Attendees listen as Senator Cory Booker, a Democrat from New Jersey, speaks during the 2017 South By Southwest Conference in Austin, Texas, on Friday. Politics is looming large from the outset. Credit: David Paul Morris/Bloomberg

FBI Director James Comey had to cancel his planned trip to the SXSW Conference, citing "scheduling conflicts" that definitely had nothing to do with trying to clear the agency of tapping Donald Trump's phones during the campaign. Delta offered people on my overbooked flight $800 each to find some other way to Austin from New York. And other flights were canceled outright as some hopefully final winter weather messed up long-planned itineraries. But Day One of SXSW got underway anyway, with thousands of attendees again on hand to line up for badges, food, panels and parties. -- Nat Ives


If the first day of panels was any indication of how the rest of the tech, film and music confab will play out, there will be plenty of Trump analyzing, questioning and, unsurprisingly for this crowd, bashing. At the center: how news organizations are covering a Trump presidency. CNN's Jake Tapper told attendees that when he frames questions for the air, he thinks about whether his kids be proud of him. And looking ahead already to the 2020 presidential election, Tapper said there needs to be more coverage of policy in a way that helps people understand what it means and less focus on all of the controversy. -- Jeanine Poggi


But it's not just President Trump that got a beat-down. CNN's Van Jones got a standing ovation for his inspiring speech about how we all need to spend more time understanding each other. "What happened to liberals?" Jones asked a room that was most likely predominantly filled with liberals. "Don't tell me about Trump, what happened to liberals?" -- Jeanine


"Feelings: How Can We Suppress Them? Meet Up"


The brands are harder to find at this year's SXSW. There are 350 official sponsors, compared to last year's 450, and that has been the talk among many agency and ad folks who are veterans of the event.

Given task 1: Reproduce the part of the SXSW text starting at "But it's not" and ending at "of the event.", word for word.

Items:

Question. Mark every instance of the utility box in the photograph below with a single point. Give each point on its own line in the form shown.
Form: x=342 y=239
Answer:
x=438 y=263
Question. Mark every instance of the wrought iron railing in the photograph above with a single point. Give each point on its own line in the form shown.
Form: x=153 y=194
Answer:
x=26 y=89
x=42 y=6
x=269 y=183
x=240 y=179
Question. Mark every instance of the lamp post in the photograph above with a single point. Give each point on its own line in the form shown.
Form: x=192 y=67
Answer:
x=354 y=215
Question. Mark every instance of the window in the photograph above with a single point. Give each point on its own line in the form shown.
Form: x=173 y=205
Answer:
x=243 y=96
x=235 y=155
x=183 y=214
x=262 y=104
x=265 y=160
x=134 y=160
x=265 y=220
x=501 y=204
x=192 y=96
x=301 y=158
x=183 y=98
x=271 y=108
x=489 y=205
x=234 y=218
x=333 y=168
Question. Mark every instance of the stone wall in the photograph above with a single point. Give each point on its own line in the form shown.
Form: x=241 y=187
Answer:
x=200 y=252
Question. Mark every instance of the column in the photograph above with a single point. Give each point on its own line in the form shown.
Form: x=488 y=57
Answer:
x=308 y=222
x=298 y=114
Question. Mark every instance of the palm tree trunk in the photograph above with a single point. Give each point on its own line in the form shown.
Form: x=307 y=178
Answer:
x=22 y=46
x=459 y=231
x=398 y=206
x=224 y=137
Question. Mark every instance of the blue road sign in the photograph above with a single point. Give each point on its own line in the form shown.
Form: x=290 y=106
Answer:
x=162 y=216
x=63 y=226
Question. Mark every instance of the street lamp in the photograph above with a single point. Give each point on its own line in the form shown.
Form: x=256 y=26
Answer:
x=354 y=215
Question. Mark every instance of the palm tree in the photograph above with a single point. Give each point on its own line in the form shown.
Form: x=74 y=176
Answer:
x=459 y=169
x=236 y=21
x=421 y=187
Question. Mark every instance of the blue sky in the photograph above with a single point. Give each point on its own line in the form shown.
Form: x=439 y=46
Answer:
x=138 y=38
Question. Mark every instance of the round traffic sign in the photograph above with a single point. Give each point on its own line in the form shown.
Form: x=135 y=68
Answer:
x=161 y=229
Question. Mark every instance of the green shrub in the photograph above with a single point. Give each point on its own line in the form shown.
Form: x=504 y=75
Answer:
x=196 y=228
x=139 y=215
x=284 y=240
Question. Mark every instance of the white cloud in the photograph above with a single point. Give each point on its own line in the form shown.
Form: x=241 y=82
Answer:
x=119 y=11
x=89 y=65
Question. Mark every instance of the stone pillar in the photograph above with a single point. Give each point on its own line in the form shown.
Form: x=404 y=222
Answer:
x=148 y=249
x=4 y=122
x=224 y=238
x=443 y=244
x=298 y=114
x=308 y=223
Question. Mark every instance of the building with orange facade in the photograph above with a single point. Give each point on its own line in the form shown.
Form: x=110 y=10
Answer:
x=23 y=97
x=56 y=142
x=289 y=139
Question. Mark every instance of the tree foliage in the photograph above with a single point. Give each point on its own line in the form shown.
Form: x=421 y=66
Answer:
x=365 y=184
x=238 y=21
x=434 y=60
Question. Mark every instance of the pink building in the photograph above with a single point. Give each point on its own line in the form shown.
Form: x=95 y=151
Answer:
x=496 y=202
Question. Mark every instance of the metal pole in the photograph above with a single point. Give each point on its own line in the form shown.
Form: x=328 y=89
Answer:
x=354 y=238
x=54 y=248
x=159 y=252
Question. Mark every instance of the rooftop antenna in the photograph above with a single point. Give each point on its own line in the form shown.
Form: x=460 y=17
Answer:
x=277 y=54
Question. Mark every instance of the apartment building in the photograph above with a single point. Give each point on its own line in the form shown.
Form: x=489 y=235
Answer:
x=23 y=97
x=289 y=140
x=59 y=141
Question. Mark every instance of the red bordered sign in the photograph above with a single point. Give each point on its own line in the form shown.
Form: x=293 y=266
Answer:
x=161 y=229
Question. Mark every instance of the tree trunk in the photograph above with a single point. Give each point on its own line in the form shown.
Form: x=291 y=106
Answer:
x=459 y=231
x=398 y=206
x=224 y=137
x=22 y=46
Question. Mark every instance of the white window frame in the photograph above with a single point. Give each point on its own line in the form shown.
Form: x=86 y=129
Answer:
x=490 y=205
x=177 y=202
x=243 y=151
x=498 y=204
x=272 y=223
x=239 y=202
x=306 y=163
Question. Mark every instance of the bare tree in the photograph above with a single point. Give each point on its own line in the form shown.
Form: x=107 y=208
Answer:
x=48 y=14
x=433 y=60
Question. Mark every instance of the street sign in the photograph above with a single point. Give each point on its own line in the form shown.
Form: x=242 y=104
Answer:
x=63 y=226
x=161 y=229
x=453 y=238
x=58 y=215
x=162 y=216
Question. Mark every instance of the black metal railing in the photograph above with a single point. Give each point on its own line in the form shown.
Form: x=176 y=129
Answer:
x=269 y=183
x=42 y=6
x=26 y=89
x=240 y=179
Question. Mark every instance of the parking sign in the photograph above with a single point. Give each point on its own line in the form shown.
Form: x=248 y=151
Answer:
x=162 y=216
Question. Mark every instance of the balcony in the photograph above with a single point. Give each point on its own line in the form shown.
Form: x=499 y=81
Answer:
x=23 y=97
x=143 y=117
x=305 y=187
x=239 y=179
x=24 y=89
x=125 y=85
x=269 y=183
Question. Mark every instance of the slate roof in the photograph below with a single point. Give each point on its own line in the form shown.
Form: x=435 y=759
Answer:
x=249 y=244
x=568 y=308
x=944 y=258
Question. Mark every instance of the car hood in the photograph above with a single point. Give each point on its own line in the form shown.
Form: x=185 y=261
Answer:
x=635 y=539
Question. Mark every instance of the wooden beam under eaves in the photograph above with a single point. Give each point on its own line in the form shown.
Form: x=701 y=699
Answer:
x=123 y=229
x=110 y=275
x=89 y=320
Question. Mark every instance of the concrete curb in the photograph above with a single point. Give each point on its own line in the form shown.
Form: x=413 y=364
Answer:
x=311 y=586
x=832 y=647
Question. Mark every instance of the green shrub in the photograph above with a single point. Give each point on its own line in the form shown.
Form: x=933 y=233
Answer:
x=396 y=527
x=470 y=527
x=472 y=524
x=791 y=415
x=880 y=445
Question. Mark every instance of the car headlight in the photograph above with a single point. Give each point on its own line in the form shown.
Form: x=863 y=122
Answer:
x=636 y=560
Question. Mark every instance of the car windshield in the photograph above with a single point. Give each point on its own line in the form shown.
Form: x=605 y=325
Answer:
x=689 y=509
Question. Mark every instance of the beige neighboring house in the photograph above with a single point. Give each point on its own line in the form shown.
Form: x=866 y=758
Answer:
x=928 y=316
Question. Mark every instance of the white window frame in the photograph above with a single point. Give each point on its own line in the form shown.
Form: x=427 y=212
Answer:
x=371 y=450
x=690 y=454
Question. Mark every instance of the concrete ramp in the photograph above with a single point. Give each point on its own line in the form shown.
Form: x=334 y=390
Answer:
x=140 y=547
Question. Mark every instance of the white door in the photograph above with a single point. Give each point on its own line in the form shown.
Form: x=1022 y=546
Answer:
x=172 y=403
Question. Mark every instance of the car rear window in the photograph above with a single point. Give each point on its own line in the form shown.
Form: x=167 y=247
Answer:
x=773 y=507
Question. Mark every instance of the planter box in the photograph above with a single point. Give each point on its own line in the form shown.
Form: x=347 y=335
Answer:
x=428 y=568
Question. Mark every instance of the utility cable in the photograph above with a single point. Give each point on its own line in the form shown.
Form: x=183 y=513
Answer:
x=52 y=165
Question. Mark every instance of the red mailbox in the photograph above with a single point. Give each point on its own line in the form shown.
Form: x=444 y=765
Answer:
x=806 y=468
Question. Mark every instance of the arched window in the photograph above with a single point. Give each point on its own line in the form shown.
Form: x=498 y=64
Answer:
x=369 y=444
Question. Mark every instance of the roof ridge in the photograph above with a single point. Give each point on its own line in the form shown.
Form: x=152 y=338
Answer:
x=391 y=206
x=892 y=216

Given task 2: In the records, starting at their first line and ending at the line that contains "x=200 y=252", change "lamp post" to "light pole". Give back only those lines, with nothing else altered.

Full output 1:
But it's not just President Trump that got a beat-down. CNN's Van Jones got a standing ovation for his inspiring speech about how we all need to spend more time understanding each other. "What happened to liberals?" Jones asked a room that was most likely predominantly filled with liberals. "Don't tell me about Trump, what happened to liberals?" -- Jeanine


"Feelings: How Can We Suppress Them? Meet Up"


The brands are harder to find at this year's SXSW. There are 350 official sponsors, compared to last year's 450, and that has been the talk among many agency and ad folks who are veterans of the event.

Full output 2:
Question. Mark every instance of the utility box in the photograph below with a single point. Give each point on its own line in the form shown.
Form: x=342 y=239
Answer:
x=438 y=263
Question. Mark every instance of the wrought iron railing in the photograph above with a single point. Give each point on its own line in the form shown.
Form: x=153 y=194
Answer:
x=26 y=89
x=42 y=6
x=269 y=183
x=240 y=179
Question. Mark every instance of the light pole in the photograph above with a single point. Give each point on its own line in the form shown.
Form: x=192 y=67
Answer:
x=354 y=215
Question. Mark every instance of the window in the photograph above with a single point. Give each point on its own line in the form shown.
Form: x=173 y=205
Answer:
x=243 y=96
x=235 y=155
x=183 y=214
x=262 y=104
x=265 y=160
x=134 y=160
x=265 y=220
x=501 y=204
x=192 y=96
x=301 y=158
x=183 y=98
x=271 y=108
x=489 y=205
x=234 y=218
x=333 y=168
Question. Mark every instance of the stone wall in the photograph above with a single point. Give each point on its own line in the form shown.
Form: x=241 y=187
Answer:
x=200 y=252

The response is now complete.